Records from a collection:
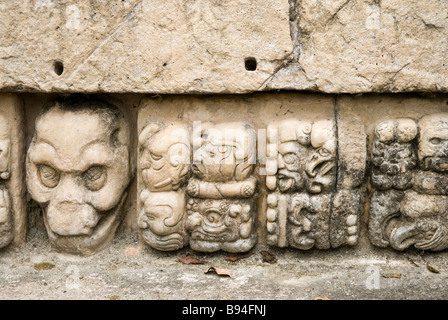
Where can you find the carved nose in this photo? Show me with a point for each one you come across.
(68, 190)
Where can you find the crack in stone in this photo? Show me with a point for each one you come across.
(125, 18)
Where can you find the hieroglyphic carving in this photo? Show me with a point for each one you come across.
(165, 167)
(301, 176)
(78, 168)
(221, 208)
(409, 206)
(215, 209)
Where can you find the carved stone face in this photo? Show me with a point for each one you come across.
(423, 223)
(225, 152)
(78, 165)
(217, 220)
(161, 219)
(433, 143)
(290, 166)
(166, 157)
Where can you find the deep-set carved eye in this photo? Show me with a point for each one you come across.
(48, 176)
(95, 178)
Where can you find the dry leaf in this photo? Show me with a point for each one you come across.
(268, 257)
(432, 269)
(392, 275)
(237, 256)
(219, 271)
(190, 260)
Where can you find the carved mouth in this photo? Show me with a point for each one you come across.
(71, 219)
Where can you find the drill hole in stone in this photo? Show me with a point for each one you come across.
(250, 64)
(58, 67)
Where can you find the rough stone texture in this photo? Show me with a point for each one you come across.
(401, 217)
(13, 209)
(80, 177)
(332, 46)
(357, 46)
(142, 45)
(127, 271)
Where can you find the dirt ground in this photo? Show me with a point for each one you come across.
(130, 271)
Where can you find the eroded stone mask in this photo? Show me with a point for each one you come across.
(78, 167)
(433, 142)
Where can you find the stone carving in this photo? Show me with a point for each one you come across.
(6, 226)
(78, 168)
(301, 176)
(221, 208)
(213, 209)
(165, 167)
(409, 205)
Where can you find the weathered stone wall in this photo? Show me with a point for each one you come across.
(300, 170)
(332, 46)
(224, 125)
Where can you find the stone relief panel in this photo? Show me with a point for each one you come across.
(78, 169)
(198, 186)
(221, 206)
(164, 167)
(313, 180)
(409, 203)
(301, 170)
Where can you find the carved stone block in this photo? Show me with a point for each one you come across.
(78, 168)
(409, 206)
(212, 210)
(164, 167)
(314, 199)
(302, 175)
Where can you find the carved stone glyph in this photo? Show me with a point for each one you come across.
(213, 208)
(164, 167)
(221, 208)
(409, 205)
(301, 168)
(78, 168)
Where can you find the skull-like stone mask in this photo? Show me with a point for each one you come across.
(78, 167)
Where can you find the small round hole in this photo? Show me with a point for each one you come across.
(58, 67)
(250, 64)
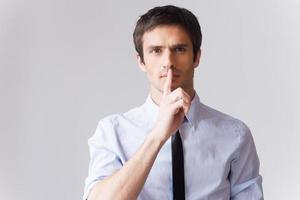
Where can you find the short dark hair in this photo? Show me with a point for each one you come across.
(167, 15)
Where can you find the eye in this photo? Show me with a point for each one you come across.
(180, 49)
(155, 50)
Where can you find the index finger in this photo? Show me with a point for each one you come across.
(168, 83)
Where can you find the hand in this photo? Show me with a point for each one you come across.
(174, 106)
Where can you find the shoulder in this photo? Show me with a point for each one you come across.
(223, 121)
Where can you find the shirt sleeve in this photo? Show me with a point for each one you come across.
(104, 159)
(245, 180)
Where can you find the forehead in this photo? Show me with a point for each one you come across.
(165, 35)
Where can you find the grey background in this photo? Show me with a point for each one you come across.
(66, 64)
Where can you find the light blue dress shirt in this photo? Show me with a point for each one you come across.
(220, 159)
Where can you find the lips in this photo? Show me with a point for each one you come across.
(164, 75)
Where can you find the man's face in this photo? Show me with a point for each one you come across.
(171, 47)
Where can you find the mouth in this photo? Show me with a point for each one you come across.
(164, 75)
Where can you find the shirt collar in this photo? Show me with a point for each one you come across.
(152, 109)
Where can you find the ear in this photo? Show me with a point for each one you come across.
(197, 60)
(140, 63)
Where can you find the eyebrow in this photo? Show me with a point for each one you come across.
(172, 46)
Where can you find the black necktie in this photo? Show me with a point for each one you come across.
(178, 168)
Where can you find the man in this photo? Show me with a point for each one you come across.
(172, 146)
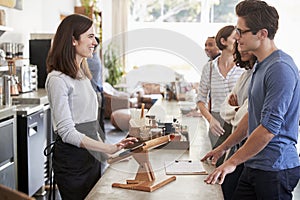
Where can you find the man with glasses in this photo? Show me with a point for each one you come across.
(270, 155)
(211, 48)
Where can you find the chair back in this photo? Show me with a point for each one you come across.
(7, 193)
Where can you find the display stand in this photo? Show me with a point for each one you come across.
(145, 179)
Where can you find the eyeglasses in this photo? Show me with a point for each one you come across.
(242, 32)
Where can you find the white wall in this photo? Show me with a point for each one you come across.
(37, 16)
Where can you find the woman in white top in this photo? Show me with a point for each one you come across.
(217, 80)
(234, 108)
(74, 107)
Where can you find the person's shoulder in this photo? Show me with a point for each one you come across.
(58, 76)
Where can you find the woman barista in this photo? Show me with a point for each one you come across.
(74, 106)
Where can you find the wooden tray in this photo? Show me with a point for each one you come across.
(182, 143)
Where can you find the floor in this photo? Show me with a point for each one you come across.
(113, 136)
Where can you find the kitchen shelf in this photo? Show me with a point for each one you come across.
(3, 68)
(3, 29)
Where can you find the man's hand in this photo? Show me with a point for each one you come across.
(214, 155)
(215, 127)
(218, 175)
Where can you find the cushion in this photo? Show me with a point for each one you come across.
(120, 119)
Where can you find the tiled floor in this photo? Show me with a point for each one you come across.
(113, 136)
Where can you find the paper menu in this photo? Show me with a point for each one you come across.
(184, 167)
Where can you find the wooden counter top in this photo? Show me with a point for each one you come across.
(184, 187)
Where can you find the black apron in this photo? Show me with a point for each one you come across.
(76, 170)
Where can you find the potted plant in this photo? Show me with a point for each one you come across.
(86, 8)
(113, 65)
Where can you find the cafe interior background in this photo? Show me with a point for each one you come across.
(35, 17)
(149, 33)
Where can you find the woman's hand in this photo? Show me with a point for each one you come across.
(233, 100)
(215, 127)
(125, 142)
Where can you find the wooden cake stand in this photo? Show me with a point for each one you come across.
(145, 179)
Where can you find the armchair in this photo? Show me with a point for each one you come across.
(114, 100)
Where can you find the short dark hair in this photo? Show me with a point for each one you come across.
(258, 15)
(224, 32)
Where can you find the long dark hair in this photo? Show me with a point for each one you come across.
(224, 32)
(62, 55)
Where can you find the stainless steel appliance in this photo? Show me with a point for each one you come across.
(27, 75)
(8, 175)
(31, 141)
(38, 52)
(24, 76)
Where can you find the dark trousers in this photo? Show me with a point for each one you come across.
(266, 185)
(231, 181)
(101, 101)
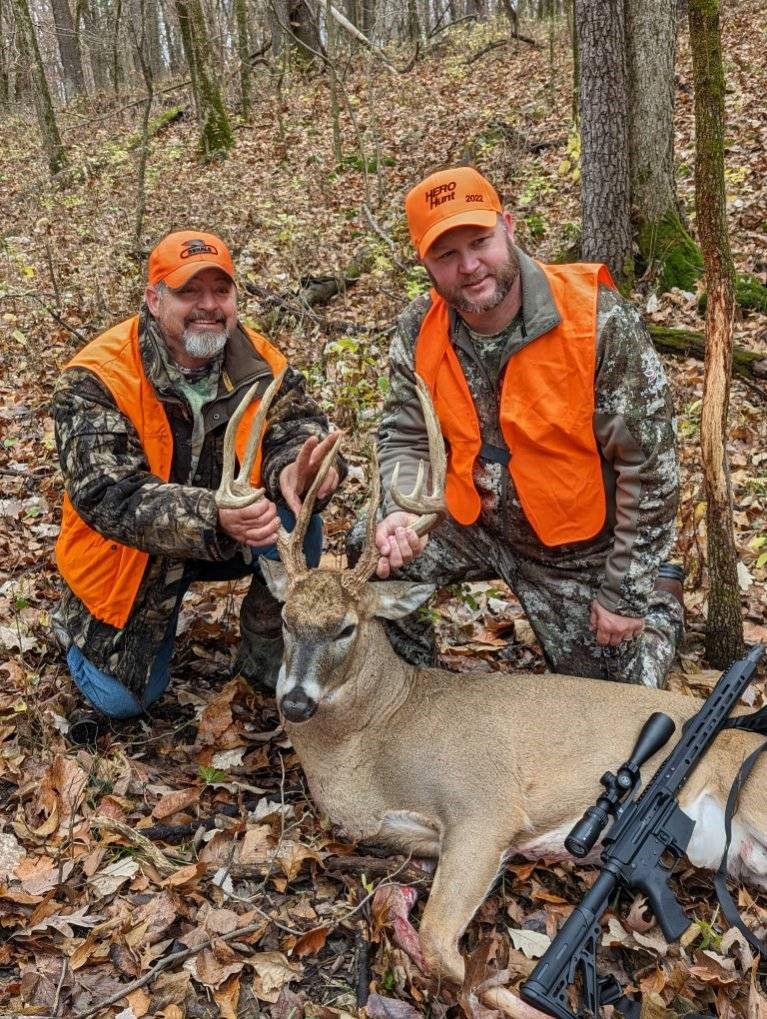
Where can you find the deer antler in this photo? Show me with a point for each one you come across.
(290, 545)
(430, 505)
(236, 492)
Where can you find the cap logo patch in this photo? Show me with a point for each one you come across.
(198, 247)
(441, 194)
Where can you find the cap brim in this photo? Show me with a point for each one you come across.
(179, 276)
(477, 217)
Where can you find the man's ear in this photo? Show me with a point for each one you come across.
(394, 598)
(275, 576)
(508, 221)
(153, 300)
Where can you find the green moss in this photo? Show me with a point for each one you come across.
(751, 293)
(668, 246)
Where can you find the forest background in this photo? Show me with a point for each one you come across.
(294, 129)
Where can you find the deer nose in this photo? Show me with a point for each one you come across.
(296, 705)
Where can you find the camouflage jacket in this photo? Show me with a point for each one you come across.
(107, 477)
(633, 423)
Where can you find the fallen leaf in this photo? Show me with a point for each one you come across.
(531, 943)
(111, 877)
(312, 943)
(378, 1007)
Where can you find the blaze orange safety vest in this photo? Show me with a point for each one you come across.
(104, 574)
(546, 413)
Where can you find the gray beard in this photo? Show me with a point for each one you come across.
(205, 343)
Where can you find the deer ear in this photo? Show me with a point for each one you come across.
(395, 598)
(276, 578)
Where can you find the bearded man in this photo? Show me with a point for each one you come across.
(140, 416)
(562, 472)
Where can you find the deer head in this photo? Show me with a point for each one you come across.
(326, 610)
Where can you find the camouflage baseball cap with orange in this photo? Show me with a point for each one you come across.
(459, 197)
(184, 253)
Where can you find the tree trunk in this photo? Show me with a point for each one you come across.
(666, 248)
(606, 232)
(215, 138)
(304, 30)
(724, 640)
(96, 45)
(71, 61)
(49, 130)
(243, 52)
(5, 33)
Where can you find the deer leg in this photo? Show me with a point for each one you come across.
(469, 862)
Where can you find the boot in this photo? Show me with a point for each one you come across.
(260, 654)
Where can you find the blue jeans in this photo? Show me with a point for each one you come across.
(110, 697)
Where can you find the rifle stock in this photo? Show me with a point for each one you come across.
(645, 829)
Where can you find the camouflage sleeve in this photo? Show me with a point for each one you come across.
(108, 480)
(636, 432)
(293, 417)
(401, 433)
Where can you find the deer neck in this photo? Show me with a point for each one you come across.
(371, 685)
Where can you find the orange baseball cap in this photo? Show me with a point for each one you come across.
(460, 197)
(180, 255)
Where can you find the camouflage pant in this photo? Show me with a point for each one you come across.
(556, 598)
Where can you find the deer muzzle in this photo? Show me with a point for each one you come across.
(296, 705)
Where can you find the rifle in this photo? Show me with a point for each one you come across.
(645, 828)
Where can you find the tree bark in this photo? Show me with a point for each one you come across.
(215, 137)
(666, 248)
(606, 232)
(243, 53)
(97, 52)
(68, 43)
(49, 130)
(724, 640)
(305, 30)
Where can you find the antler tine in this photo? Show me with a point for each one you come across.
(235, 492)
(353, 580)
(290, 545)
(430, 505)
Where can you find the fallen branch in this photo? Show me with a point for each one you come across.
(157, 858)
(355, 34)
(498, 45)
(749, 365)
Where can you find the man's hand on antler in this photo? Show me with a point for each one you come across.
(397, 542)
(255, 525)
(296, 477)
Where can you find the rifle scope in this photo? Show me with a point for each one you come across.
(655, 733)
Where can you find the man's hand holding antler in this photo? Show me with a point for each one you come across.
(295, 479)
(396, 542)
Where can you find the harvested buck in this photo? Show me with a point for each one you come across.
(468, 768)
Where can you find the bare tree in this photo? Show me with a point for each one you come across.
(215, 136)
(724, 625)
(49, 130)
(664, 244)
(243, 52)
(606, 232)
(68, 43)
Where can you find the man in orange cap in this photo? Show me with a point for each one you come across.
(562, 475)
(140, 415)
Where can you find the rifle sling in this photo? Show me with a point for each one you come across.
(725, 899)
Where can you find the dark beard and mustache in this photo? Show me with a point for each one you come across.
(504, 280)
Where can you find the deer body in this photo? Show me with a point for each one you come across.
(474, 767)
(468, 768)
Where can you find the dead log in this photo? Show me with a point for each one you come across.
(749, 365)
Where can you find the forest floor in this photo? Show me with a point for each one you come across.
(193, 828)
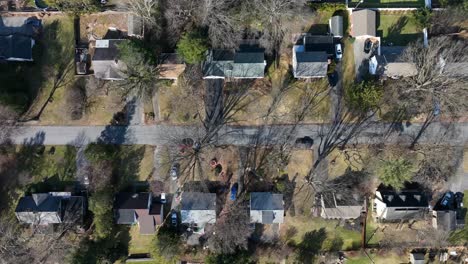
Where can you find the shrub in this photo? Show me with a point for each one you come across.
(192, 47)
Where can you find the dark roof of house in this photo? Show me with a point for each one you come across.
(198, 201)
(45, 203)
(16, 46)
(125, 216)
(311, 64)
(108, 53)
(132, 201)
(170, 58)
(319, 43)
(446, 220)
(364, 22)
(393, 53)
(336, 26)
(266, 201)
(407, 197)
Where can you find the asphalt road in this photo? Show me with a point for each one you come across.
(452, 134)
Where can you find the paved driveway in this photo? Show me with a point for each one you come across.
(359, 57)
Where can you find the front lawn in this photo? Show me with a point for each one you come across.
(302, 224)
(139, 244)
(387, 3)
(397, 28)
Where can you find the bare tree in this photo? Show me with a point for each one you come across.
(436, 87)
(274, 14)
(231, 231)
(146, 9)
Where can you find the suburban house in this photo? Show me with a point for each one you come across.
(140, 209)
(389, 63)
(311, 56)
(171, 66)
(363, 23)
(447, 217)
(17, 37)
(341, 206)
(105, 60)
(417, 258)
(391, 205)
(245, 63)
(51, 208)
(198, 209)
(266, 208)
(336, 26)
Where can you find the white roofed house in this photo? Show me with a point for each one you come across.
(198, 209)
(393, 205)
(105, 61)
(266, 208)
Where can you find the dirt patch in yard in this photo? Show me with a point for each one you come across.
(96, 26)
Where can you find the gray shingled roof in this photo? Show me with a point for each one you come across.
(311, 64)
(336, 26)
(198, 201)
(266, 201)
(364, 22)
(227, 63)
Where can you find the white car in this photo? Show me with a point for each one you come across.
(338, 51)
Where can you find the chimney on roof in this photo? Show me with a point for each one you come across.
(39, 197)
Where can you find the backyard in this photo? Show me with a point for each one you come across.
(397, 28)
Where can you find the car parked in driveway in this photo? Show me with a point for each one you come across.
(447, 200)
(338, 51)
(174, 171)
(174, 218)
(368, 45)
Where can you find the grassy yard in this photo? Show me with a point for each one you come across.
(139, 244)
(349, 71)
(378, 258)
(460, 237)
(177, 104)
(341, 161)
(387, 3)
(397, 28)
(303, 224)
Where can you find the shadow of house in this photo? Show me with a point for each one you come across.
(245, 63)
(51, 208)
(17, 37)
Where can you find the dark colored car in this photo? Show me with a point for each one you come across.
(234, 192)
(447, 200)
(304, 142)
(459, 200)
(367, 46)
(173, 218)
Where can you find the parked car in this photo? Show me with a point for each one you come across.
(304, 142)
(234, 191)
(338, 51)
(459, 199)
(368, 45)
(174, 218)
(174, 171)
(447, 200)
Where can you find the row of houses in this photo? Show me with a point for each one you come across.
(388, 204)
(196, 209)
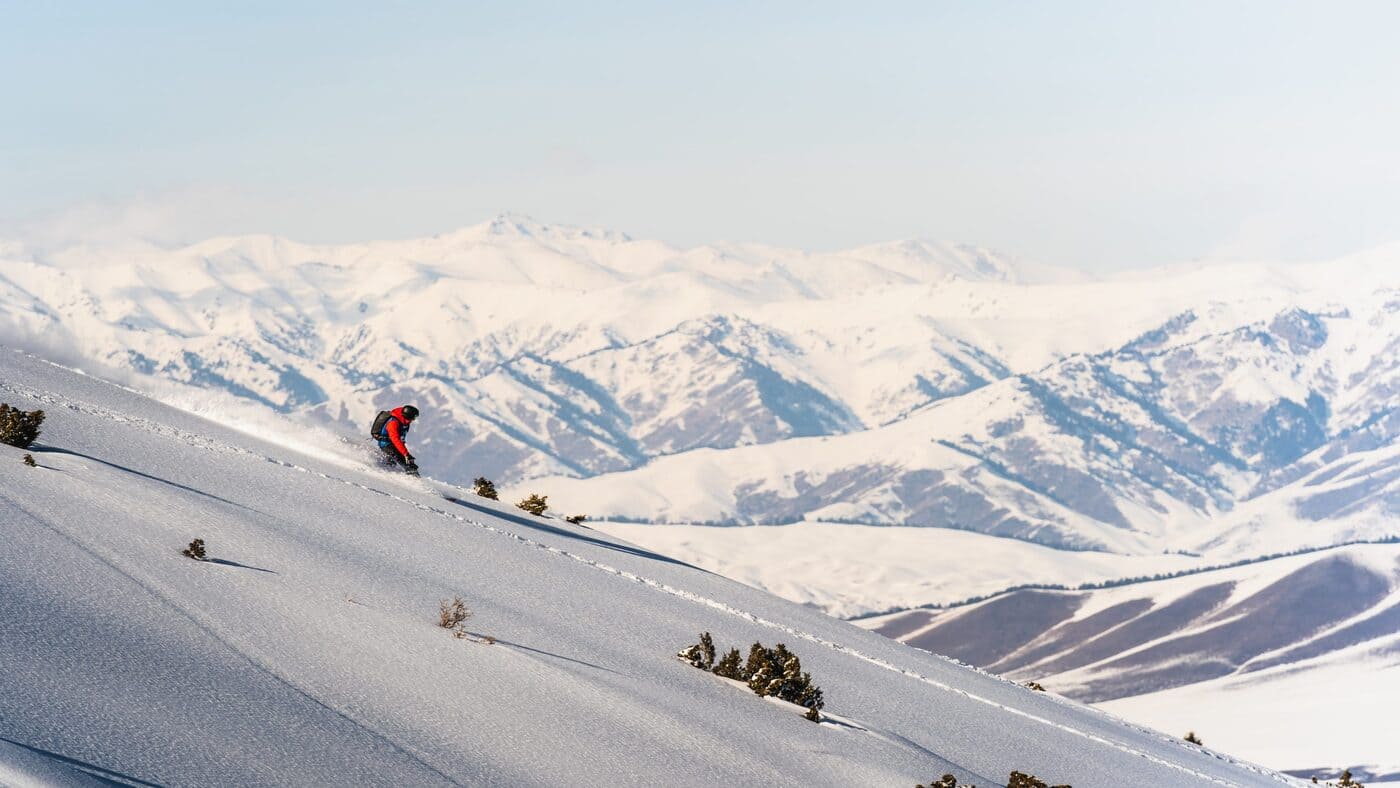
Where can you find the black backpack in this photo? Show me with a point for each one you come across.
(377, 431)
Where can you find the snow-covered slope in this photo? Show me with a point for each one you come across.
(1291, 661)
(305, 650)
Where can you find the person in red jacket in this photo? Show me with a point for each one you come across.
(389, 428)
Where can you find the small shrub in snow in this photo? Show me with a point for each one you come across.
(535, 504)
(452, 615)
(730, 665)
(485, 487)
(769, 672)
(17, 427)
(700, 654)
(1344, 781)
(1022, 780)
(1017, 780)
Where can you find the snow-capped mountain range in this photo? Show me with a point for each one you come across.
(909, 382)
(307, 650)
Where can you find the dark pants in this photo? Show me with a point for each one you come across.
(392, 456)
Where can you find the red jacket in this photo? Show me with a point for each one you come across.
(396, 428)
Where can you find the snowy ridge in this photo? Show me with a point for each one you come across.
(1231, 654)
(910, 382)
(331, 687)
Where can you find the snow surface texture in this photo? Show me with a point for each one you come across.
(910, 382)
(305, 648)
(1294, 662)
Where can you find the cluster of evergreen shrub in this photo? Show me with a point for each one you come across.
(485, 487)
(1017, 780)
(18, 428)
(767, 671)
(535, 504)
(452, 615)
(1344, 781)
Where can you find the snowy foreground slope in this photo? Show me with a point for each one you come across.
(307, 651)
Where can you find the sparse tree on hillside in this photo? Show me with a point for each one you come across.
(452, 615)
(535, 504)
(17, 427)
(485, 487)
(730, 665)
(700, 654)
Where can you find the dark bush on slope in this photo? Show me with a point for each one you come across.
(1344, 781)
(1017, 780)
(485, 487)
(452, 615)
(1022, 780)
(769, 672)
(17, 427)
(535, 504)
(700, 654)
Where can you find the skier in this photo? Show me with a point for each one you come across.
(389, 428)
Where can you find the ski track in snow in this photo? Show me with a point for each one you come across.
(213, 444)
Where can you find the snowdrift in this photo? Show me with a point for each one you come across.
(305, 650)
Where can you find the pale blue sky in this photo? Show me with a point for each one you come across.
(1102, 135)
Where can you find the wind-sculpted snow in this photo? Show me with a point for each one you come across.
(304, 650)
(1285, 657)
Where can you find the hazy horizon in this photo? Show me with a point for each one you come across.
(1085, 135)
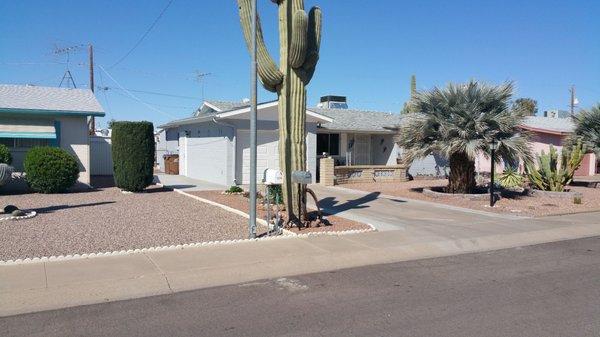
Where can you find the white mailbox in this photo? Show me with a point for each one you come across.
(272, 177)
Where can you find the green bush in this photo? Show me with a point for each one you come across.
(50, 169)
(511, 178)
(5, 156)
(235, 189)
(133, 155)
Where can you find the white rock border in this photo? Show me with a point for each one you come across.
(287, 235)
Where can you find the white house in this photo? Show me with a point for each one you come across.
(46, 116)
(213, 145)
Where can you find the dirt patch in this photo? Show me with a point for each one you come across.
(516, 204)
(242, 203)
(105, 219)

▶ [GIVEN REQUEST]
Reproduce verbatim the stretch of lines above from the line containing "Where can you find the wind-sculpted" through the line containing "(1085, 135)".

▶ [FINISHED EXERCISE]
Where can you find the wind-sculpted snow in this photo? Show me with a point for each one you come across.
(304, 650)
(1285, 657)
Where can you find the hazy horizon in this photo? Show me with a point for each one you come across.
(1085, 135)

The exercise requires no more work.